The minority regime rejected the Final and Binding decision, refused to cooperate with the EEBC, refused to pay its dues, refused to provide security for EEBC personnel and refused to appoint liaison officers and refused to allow for the expeditious demarcation of the Eritrea Ethiopia border. After waiting for 51/2 years for Ethiopia to allow for the demarcation of the Eritrea Ethiopia border, the EEBC had no choice but to find another legal approach to demarcating the Eritrea Ethiopia border and fulfill its sole mandate in accordance with the Algiers Agreements, and it did. 

Allow me to present the many “obstacles” placed by Ethiopia as detailed in the EEBC’s Statement issued on 27 November 2006. Ethiopia created obstacles to demarcation of the Eritrea Ethiopia border (by placing pillars on the ground) by:

•        Prohibiting fieldwork within the territory under its control, thus impeding the survey of ground control points for the aerial photography and the secondary datum survey (April to July 2002); 

•        Filing extensive comments on the Delimitation Decision, amounting to an attempt to reopen elements of the substance of that Decision, instead of limiting itself to the requested comments on the draft 1:25,000 maps (January 2003); 

•        Alleging that the Field Liaison Officers appointed by Eritrea were intelligence officers and refusing to allow field work to continue in Ethiopian territory, then failing to appoint ad hoc Field Liaison Officers within the prescribed time limit following the Commission’s Order of 9 February 2003 so as to allow field work to resume without further delay (January to February 2003); 

•        Failing to appoint new Field Liaison Officers for the remaining demarcation activities following the Commission’s Decision pursuant to Article 15B of the Demarcation Directions (July 2003 to March 2006);
•        Failing to provide assurances for the security of all demarcation personnel (August 2003 to the present); 

•        Failing to comment on maps which indicated the pillar locations in the Eastern Sector (September 2003);

•        Repeatedly refusing to authorize necessary flight requests lodged by the Chief Surveyor;

•        Eventually limiting the Commission’s field work to the Eastern Sector by statements that the ad hoc Field Liaison Officers would only be permitted to operate in the Eastern Sector; complaining to the Secretary-General of the United Nations of what Ethiopia termed “illegal, unjust and irresponsible decisions” of the Commission in respect of Badme and parts of the Central Sector, and proposing that the Security Council set up an alternative mechanism to demarcate the parts of the boundary it contested (September 2003); 

•        Denouncing in that same letter the Commission’s Delimitation Decision by stating that it would only recognize the southern boundary of the Temporary Security Zone (“TSZ”) as the international boundary; failing to provide assurances for the security of the contractors selected for the emplacement and as-built survey of the boundary pillars (September to October 2003); 

•        Rejecting the Commission’s invitation to attend a meeting on 5 November 2003, claiming that the notice was too short and that there was no likelihood of anything being achieved (October 2003);

•        Refusing to permit any work to be carried out by the Commission’s field staff in the Western and Central Sectors until the boundary in the Eastern Sector had been demarcated and subject to Ethiopia’s approval of the Commission’s method of demarcation (November 2003);

•        Failing to make prompt payment of its share of the Commission’s expenses (February 2004 to February 2005); 

•        Rejecting the Commission’s invitation to a meeting to be held on 22 February 2005 on the ground that the meeting was premature, would be unproductive and could have an adverse impact on the demarcation process, as a result of which the Commission was obliged to cancel the meeting (February 2005); 

•        Failing again to meet its financial obligations (May 2006 to the present);
•        Introducing qualifications to its previously unqualified acceptance of the final and binding quality of the Delimitation Decision (17 May 2006); 

•        Failing to respond to the Commission’s request for assurances of freedom of movement and security for its staff travelling to the region to reopen the Commission’s Field Offices (July to August 2006); and

•         Failing to respond to the Commission’s invitation to a rescheduled meeting on 24 August 2006.

* _DATA LINES_
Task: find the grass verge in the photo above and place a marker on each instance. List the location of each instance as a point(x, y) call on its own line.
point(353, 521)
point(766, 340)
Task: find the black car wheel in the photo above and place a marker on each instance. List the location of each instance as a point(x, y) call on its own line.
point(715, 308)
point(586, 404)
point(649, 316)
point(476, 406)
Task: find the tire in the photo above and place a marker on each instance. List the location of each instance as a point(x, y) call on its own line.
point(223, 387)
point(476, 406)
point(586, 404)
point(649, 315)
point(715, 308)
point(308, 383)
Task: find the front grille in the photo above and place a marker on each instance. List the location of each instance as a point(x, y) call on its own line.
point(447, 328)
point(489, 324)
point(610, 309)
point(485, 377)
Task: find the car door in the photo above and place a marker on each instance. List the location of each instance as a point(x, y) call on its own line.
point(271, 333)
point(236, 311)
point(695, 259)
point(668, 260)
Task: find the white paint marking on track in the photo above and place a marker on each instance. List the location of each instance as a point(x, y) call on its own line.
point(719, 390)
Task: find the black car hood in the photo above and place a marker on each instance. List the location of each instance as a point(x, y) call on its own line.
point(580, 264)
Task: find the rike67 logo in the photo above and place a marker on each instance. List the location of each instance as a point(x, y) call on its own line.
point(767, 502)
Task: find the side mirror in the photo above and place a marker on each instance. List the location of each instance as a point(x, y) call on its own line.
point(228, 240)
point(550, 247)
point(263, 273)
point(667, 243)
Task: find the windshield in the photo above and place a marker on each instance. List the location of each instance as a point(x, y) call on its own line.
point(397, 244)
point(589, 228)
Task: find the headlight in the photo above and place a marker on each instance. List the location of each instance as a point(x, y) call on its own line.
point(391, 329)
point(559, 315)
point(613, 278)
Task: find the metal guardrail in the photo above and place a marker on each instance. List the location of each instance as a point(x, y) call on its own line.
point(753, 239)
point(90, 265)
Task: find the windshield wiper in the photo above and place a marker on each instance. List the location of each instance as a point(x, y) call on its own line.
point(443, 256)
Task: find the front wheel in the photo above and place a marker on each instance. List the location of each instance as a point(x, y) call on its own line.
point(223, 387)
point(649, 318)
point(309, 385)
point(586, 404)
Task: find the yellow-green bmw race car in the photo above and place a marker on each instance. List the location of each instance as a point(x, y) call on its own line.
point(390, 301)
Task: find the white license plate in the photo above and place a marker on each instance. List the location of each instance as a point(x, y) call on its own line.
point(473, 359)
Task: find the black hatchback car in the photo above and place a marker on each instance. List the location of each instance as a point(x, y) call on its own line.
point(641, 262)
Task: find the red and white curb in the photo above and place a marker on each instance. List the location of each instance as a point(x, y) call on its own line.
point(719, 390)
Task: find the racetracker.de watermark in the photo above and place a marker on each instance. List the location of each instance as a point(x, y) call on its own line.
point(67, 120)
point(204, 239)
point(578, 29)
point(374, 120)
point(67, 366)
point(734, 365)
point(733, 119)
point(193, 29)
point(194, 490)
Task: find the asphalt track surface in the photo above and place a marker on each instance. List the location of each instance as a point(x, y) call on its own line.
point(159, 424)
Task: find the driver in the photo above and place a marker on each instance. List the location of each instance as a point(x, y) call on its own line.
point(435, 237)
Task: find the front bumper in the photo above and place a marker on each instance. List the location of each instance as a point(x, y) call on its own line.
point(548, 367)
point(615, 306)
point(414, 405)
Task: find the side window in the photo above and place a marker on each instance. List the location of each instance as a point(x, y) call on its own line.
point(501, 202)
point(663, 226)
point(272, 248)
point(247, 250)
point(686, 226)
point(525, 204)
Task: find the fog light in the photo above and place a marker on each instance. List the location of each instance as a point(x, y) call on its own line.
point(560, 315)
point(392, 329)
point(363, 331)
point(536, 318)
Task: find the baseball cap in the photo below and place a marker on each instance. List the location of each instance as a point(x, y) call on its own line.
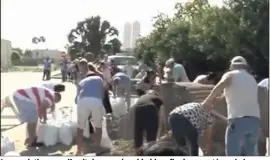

* _GOAL_
In the text on the Eritrea Ethiopia border, translate this sentence into Spanish: "Allow me to present the many “obstacles” placed by Ethiopia as detailed in the EEBC’s Statement issued on 27 November 2006." The items play no part in this work.

* _THE REPLY_
Permítanme presentar los numerosos “obstáculos” interpuestos por Etiopía, tal como se detallan en la Declaración de la EEBC emitida el 27 de noviembre de 2006.